Passage =>
'''
A lot of Mastodon advice I’m seeing seems to be geared toward “How to replicate your Twitter experience” or “Can Mastodon replicate your Twitter experience?”

But… I don’t WANT to replicate my Twitter experience. 1/more

My Twitter experience was kinda bad for me! It was good for a long time, but it was also bad. I’m not talking about the takeover by Captain 420, or people tweeting mean things at me. I mean the constantly feeling like a exposed nerve. The “let me show you this awesome new thing to be mad about!”

I love, for instance, that Mastodon doesn’t have the equivalent of a QT. There are plenty other platforms to do the “Hey, look at this asshole here” thing. The, “Does this smell bad to you?” thing. /2

And I’m happy with having fewer followers. No offense to my Twitter followers! But if you were around long enough and built enough numbers, you had a lot of followers who really shouldn’t be following you. People who followed you for, like, one snarky tweet you wrote in 2015, and then you spent the next seven years disappointing them by doing something else. /3

I get that people might miss Twitter’s influence. But that obviously had costs too. One of those was convincing so many people that they were every day engaged in a giant tug of war over The Discourse, and that every tweet of theirs—and everyone in their feed—should be aimed at moving that rope three millimeters in the correct direction.

I don’t deny social media’s power to make change. But I’m one culture critic spouting opinions. I am not organizing the friggin Arab Spring over here. /4

Anyway, I don’t know if I’m going to use this site much. I’m trying to unplug more generally. (Also: I’m still on Twitter, just using it less.) Maybe this is just methadone for Twitter. Methadon.
'''
Task instructions =>
1. Could you reproduce the Mastodon thread word for word, starting at "I get that people" and ending at "for Twitter. Methadon."?
2. Can you pick up the Mastodon thread after its final sentence and keep it going?

Data block =>
'''
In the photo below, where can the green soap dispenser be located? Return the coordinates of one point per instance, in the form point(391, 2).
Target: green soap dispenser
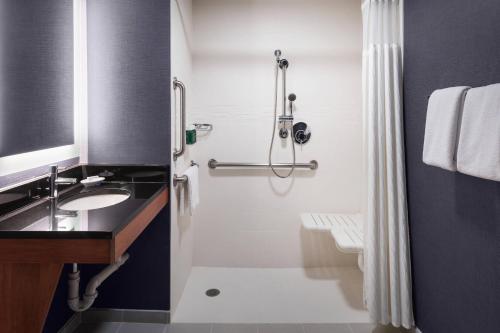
point(191, 135)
'''
Task-by-task answers =>
1.
I get that people might miss Twitter’s influence. But that obviously had costs too. One of those was convincing so many people that they were every day engaged in a giant tug of war over The Discourse, and that every tweet of theirs—and everyone in their feed—should be aimed at moving that rope three millimeters in the correct direction.

I don’t deny social media’s power to make change. But I’m one culture critic spouting opinions. I am not organizing the friggin Arab Spring over here. /4

Anyway, I don’t know if I’m going to use this site much. I’m trying to unplug more generally. (Also: I’m still on Twitter, just using it less.) Maybe this is just methadone for Twitter. Methadon.

2.
But I would love this to be a smaller, more positive, less brain-poisoning experience. And that may not be possible! Maybe many of the problems I had with Twitter were in fact Me Problems, and I packed them in my luggage with me. Let’s find out! /end

@poniewozik totally get this. For the first few hours, I found myself trying to seek out my TL on mastodon - but then stopped. Why would I want to recreate the exact same experience? Now moving slowly, trying to feel out where/what I want out here.
@bedbathbegone Yeah, I think about when I started with Twitter in 2009. I spent a couple months just lurking the timelines of people I knew before I even started an account. I'm sure it took months to really fill out my follow list. I don't want some instant replacement that just self-inflates out of the box like a Casper Mattress.
@poniewozik I feel the exact same way, it’s actually quite frightening how much my mental health have improved since I moved away from Twitter. I’m liking this smaller space so much more!

@poniewozik

I'm just stumbling across this thread now, but I agree

For me, the thing I like is that it has far less of the massive-group-flocking-attention thing you see on Twitter

I'd rather just have conversations with interesting randos, to whom I am a hopefully interesting rando

I don't feel the slightest need to know what microzeitgeist is being hallucinated into existence by the sudden joint attention of 100 million people

@poniewozik @clive Twitter felt like a treadmill to me, but I didn’t realize it until I left.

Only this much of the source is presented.